═══ Исходный документ
Дисклеймер
От границы с Украиной до Суджи 9 километров. По «Яндекс.Картам» ехать 15 минут. В реальности нам нужно пересечь половину Европы, всю Украину, а уже после въехать в Россию с риском для жизни.
Когда мы едем по Украине к границе с Россией, всё чаще встречаются машины с украинским опознавательным знаком в виде треугольника, а картинка за окном всё больше напоминает обычные российские сёла: в поле пасутся коровы, куры ходят у обычных частных домов, бабушки сидят на лавочках и приглядывают за животными, у некоторых ворот ещё стоят старые «Жигули». Природа до боли напоминает Родину — кажется, что такой пейзаж будет и если ехать в любой части центральной России: хоть в Курской области, хоть в Московской. Болтаем с сопровождающими. Всё скорее напоминает обычные поездки между городами, рассказываем друг другу житейские истории: вспоминаем, как все в детстве собирали малину у бабушки на огороде, шутим, что ягода обязательно должна была быть с противным жуком, которого ты не заметил. От загородной поездки отличает лишь то, что через пару часов по нам начнут стрелять.
Чем ближе мы подъезжаем к границе, тем серьезнее меры безопасности. Блокпосты становятся крупнее и надежнее, в Сумской области на них уже мешки с песком, хотя и военные, или, как их называют в Украине, «войсковые», стоят под пляжным зонтом с рекламой какого-то напитка: такие часто ставят в приморских забегаловках.
В бывшей инкассаторской машине, после войны ставшей броневиком, нас везут в Россию. Журналистов «складывают» в бронированный отсек машины, места всего два метра на метр, часть заставлена коробками от боеприпасов. Пустые ли они — непонятно, но очень хочется верить, что там ничего нет. Этот чулан закрывается снаружи, изнутри ручки нет, на блокпостах ждут нападения российских военных, поэтому в этом бывшем сейфе нас запирают иногда полностью. В остальное время там есть небольшая щель, через которую мне видно дорогу.
Пролетаем разбитые дома, бетонные укрытия, на некоторых окнах виден скотч крест-накрест, чтобы взрывная волна не разбила стекло. Ещё в Украине проезжаем магазин продуктов с символичным названием «Кордон».
══════
▶ **Задание 1**:
Ответьте на вопросы по репортажу о дороге в Суджу:
(a) Сколько километров от границы с Украиной до Суджи?
(b) Под чем стоят военные на блокпостах в Сумской области?
(c) Как называется магазин продуктов, мимо которого проезжают ещё в Украине?
▶ **Задание 2**: Перепишите из репортажа о дороге в Суджу отрывок от слов «Чем ближе мы» до слов «в приморских забегаловках.» включительно, без единого изменения.
▶ **Задание 3**: Допишите следующую часть репортажа о дороге в Суджу, начав сразу после его последнего предложения.
═══ Фрагмент данных
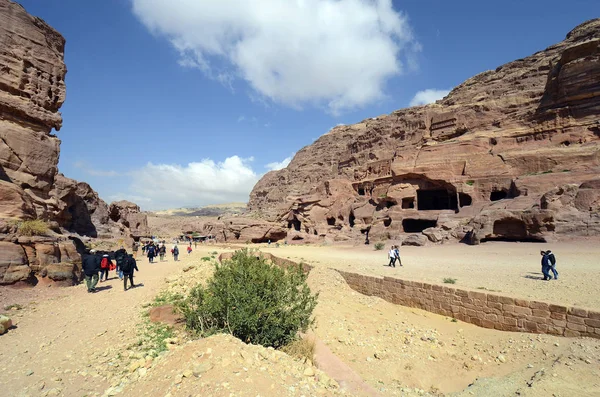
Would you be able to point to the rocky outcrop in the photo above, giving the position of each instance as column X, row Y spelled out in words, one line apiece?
══════
▶ **Ответ 1**:
(a) 9 километров.
(b) Под пляжным зонтом с рекламой какого-то напитка.
(c) «Кордон».

▶ **Ответ 2**:
Чем ближе мы подъезжаем к границе, тем серьезнее меры безопасности. Блокпосты становятся крупнее и надежнее, в Сумской области на них уже мешки с песком, хотя и военные, или, как их называют в Украине, «войсковые», стоят под пляжным зонтом с рекламой какого-то напитка: такие часто ставят в приморских забегаловках.

▶ **Ответ 3**:
Сам российско-украинский КПП мы не видим, он попадает ровно на момент, когда заперта дверь. Но, как только дверцу открывают, военный нам говорит: «Поздравляю, вы на территории свободной России». Через щелку видны родные поля и леса, но пейзажи иногда разбавляют виды сгоревших авто, разбитые военные машины. Чьи они — понять сложно, среди груды ржавого металла не видны хоть какие-нибудь опознавательные знаки. Мимо мелькает какое-то строение из белого кирпича, где нарисован флаг Украины. Кто-то в машине шутит: «Мальчик, ты не понял, водочки нам принеси, мы домой едем». И мы, и украинские военные смеемся.
По обочинам видны дома, на первый взгляд они целые. Людей нет. Большой магазин, тоже выглядит целым. На всякий случай предупреждаю сопровождающих, что у меня слабый желудок и если вдруг там есть трупы или просто сгнившие продукты, меня может стошнить. Мне говорят, что трупы были разве что на КПП, но там всё уже убрали. Проезжаем заправку.
Надеваем бронежилеты. Надписи Press на них нет, и в самой Судже мы быстро поймем, почему: здесь она для российских операторов дронов равнозначна нарисованной на тебе мишени. Даже без такого отличительного знака нам, чтобы этой мишенью стать, хватит камер в руках. Синий же скотч на бронежилетах защищает от огня уже со стороны украинских военных.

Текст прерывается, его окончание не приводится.